▸ **EXERCISE INSTRUCTIONS**:
Could you return every line of the material that contains the word "below"?

▸ **STORED DATA**:
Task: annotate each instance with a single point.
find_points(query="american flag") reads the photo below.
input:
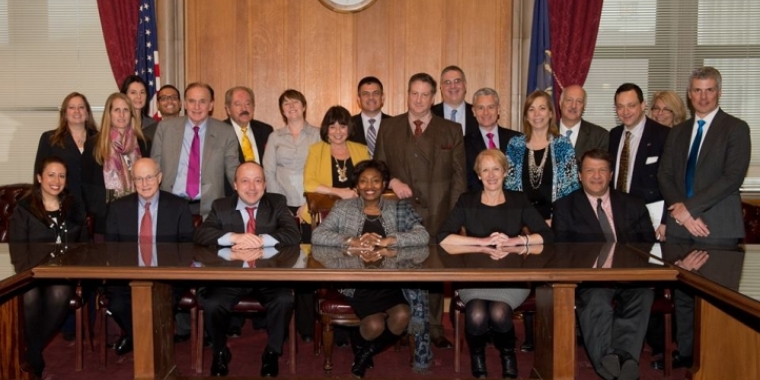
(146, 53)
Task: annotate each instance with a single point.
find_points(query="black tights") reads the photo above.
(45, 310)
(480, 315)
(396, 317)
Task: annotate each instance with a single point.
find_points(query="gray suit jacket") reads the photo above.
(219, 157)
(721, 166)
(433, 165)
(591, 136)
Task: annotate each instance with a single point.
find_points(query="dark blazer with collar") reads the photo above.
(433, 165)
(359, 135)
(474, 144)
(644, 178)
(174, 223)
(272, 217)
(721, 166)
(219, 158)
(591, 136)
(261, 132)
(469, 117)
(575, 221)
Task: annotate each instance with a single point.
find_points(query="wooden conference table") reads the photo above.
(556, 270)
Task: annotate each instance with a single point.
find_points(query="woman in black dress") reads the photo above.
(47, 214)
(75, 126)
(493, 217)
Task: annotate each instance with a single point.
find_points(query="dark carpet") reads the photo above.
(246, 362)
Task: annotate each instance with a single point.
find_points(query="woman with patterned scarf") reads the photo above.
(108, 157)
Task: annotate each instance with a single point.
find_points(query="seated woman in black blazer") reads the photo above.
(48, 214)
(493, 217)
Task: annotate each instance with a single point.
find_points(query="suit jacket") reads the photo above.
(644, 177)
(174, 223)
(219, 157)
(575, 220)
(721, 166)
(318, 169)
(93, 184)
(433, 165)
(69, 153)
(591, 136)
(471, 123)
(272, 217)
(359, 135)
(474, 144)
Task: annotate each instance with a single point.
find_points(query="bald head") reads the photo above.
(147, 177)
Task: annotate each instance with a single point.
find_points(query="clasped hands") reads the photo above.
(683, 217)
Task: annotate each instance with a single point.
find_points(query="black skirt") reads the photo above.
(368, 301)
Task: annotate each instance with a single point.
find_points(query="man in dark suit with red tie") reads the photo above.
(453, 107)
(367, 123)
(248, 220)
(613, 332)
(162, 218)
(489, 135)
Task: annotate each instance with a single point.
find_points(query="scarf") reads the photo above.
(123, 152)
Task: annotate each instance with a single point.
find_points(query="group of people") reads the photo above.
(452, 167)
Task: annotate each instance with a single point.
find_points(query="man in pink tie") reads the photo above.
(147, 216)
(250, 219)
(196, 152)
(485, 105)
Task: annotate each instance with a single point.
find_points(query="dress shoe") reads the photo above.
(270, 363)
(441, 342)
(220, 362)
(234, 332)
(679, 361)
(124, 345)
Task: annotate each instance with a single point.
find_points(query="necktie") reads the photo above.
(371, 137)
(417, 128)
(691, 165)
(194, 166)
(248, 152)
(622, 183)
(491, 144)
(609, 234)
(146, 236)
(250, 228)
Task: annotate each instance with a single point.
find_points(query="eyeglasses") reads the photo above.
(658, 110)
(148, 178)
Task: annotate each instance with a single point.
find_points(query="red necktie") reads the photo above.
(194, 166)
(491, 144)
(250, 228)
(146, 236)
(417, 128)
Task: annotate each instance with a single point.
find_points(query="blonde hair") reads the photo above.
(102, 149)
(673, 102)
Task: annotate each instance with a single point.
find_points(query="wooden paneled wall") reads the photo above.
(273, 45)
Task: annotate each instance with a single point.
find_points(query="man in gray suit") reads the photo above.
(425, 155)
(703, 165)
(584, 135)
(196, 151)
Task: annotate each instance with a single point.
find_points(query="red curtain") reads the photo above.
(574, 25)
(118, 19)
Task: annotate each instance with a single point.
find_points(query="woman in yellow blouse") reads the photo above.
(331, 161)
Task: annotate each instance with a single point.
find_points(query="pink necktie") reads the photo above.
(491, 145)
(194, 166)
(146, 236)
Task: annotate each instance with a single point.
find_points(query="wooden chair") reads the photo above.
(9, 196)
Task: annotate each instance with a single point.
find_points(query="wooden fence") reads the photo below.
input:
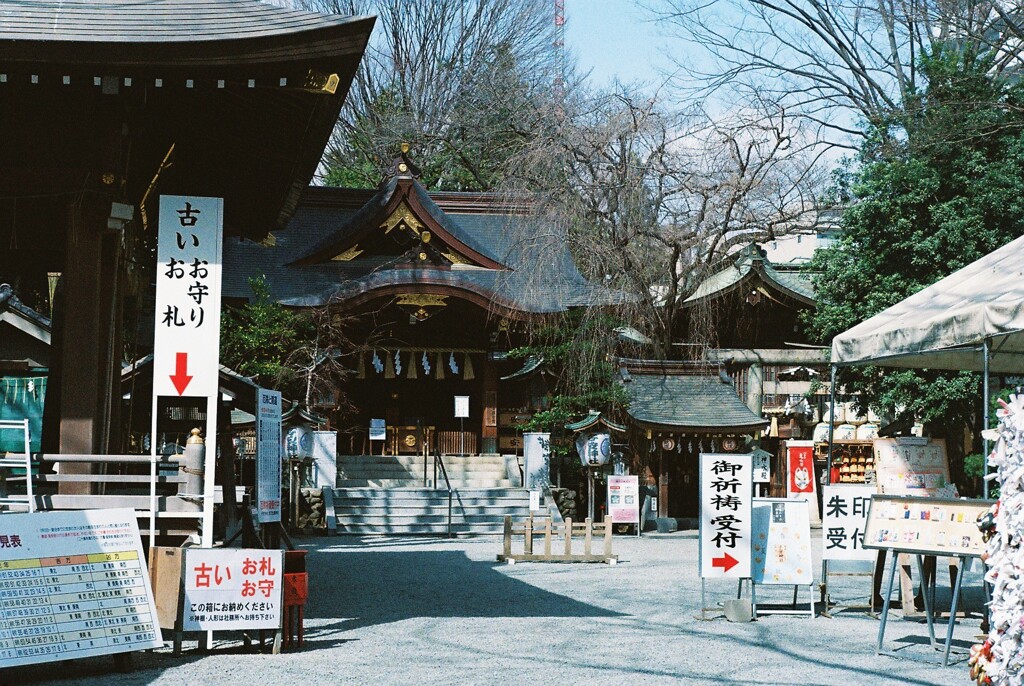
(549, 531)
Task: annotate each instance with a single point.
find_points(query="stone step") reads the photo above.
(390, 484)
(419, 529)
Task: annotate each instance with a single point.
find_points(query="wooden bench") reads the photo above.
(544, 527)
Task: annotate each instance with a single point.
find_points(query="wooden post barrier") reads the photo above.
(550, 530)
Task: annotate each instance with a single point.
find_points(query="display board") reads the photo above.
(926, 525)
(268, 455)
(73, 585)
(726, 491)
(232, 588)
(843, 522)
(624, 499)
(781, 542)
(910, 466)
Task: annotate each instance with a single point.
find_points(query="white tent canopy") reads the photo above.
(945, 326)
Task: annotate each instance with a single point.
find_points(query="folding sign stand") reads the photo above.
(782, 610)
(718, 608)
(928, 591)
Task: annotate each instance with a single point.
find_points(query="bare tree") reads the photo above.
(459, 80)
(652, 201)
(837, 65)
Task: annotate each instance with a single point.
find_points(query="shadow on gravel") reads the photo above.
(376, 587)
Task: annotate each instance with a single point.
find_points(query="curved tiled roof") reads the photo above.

▸ **ANSWER SPACE**:
find_points(query="american flag") reads the photo below.
find_points(query="wooden fence") reads the photo below.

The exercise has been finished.